§ Task prompt
Update the entries in the stretch from the line containing "the dry brown" through the line containing "Target: dry brown vegetation" by changing every "column" to "col" and keeping everything else unchanged. Return only those lines, and leave the pictures out.

****************

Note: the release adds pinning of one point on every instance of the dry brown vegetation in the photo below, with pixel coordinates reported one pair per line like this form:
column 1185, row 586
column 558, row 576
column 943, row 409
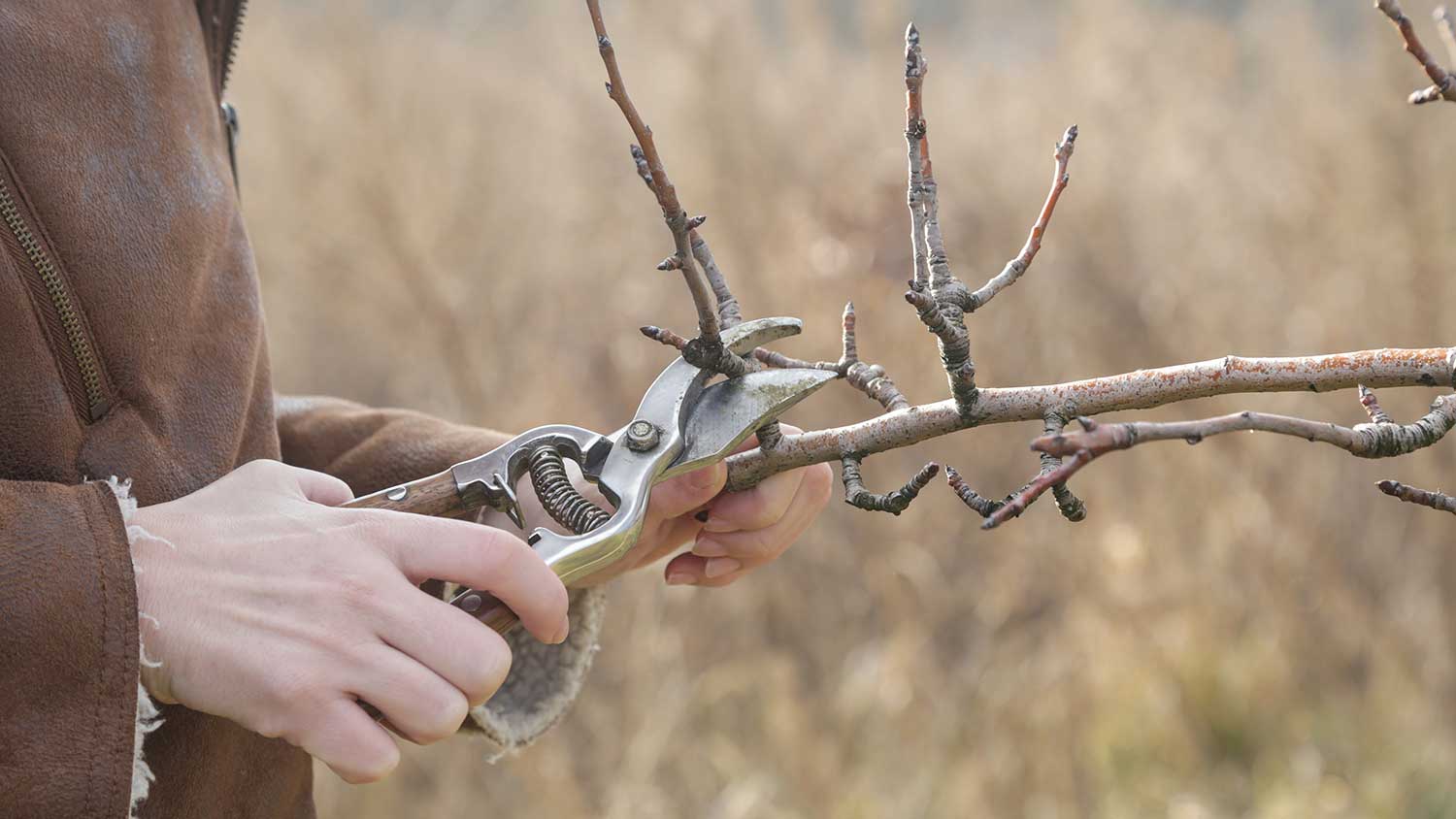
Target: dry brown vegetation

****************

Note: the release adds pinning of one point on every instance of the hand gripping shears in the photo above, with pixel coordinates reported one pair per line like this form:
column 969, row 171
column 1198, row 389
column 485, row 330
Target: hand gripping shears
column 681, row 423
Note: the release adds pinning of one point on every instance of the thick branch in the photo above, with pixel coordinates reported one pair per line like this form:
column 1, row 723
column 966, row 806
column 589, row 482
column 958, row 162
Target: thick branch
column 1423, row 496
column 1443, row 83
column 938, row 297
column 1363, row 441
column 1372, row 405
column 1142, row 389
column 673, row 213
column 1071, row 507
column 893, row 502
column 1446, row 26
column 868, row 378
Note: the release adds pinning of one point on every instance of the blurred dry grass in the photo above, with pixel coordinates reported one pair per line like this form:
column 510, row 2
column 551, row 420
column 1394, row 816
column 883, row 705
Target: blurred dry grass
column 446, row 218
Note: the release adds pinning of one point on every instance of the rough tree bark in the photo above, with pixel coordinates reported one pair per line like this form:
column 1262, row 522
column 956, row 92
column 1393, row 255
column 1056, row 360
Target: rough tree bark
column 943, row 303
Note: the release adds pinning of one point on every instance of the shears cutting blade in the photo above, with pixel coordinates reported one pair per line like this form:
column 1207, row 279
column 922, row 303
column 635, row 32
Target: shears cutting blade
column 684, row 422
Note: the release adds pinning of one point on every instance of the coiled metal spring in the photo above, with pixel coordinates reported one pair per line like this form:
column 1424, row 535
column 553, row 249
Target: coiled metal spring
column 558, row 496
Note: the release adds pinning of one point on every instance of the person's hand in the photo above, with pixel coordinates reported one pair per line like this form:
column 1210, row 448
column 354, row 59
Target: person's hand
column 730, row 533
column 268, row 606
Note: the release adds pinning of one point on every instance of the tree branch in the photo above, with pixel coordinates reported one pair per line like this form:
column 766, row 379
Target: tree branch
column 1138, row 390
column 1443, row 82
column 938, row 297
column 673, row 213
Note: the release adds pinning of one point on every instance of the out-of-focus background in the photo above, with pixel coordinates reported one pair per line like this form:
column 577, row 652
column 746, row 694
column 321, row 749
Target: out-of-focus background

****************

§ In response
Note: the release adds pinning of one point on every instance of the dry brown vegetation in the photo below, with pixel coordinates reported one pair per line like this form:
col 1185, row 586
col 558, row 576
col 943, row 409
Target: dry brown vegetation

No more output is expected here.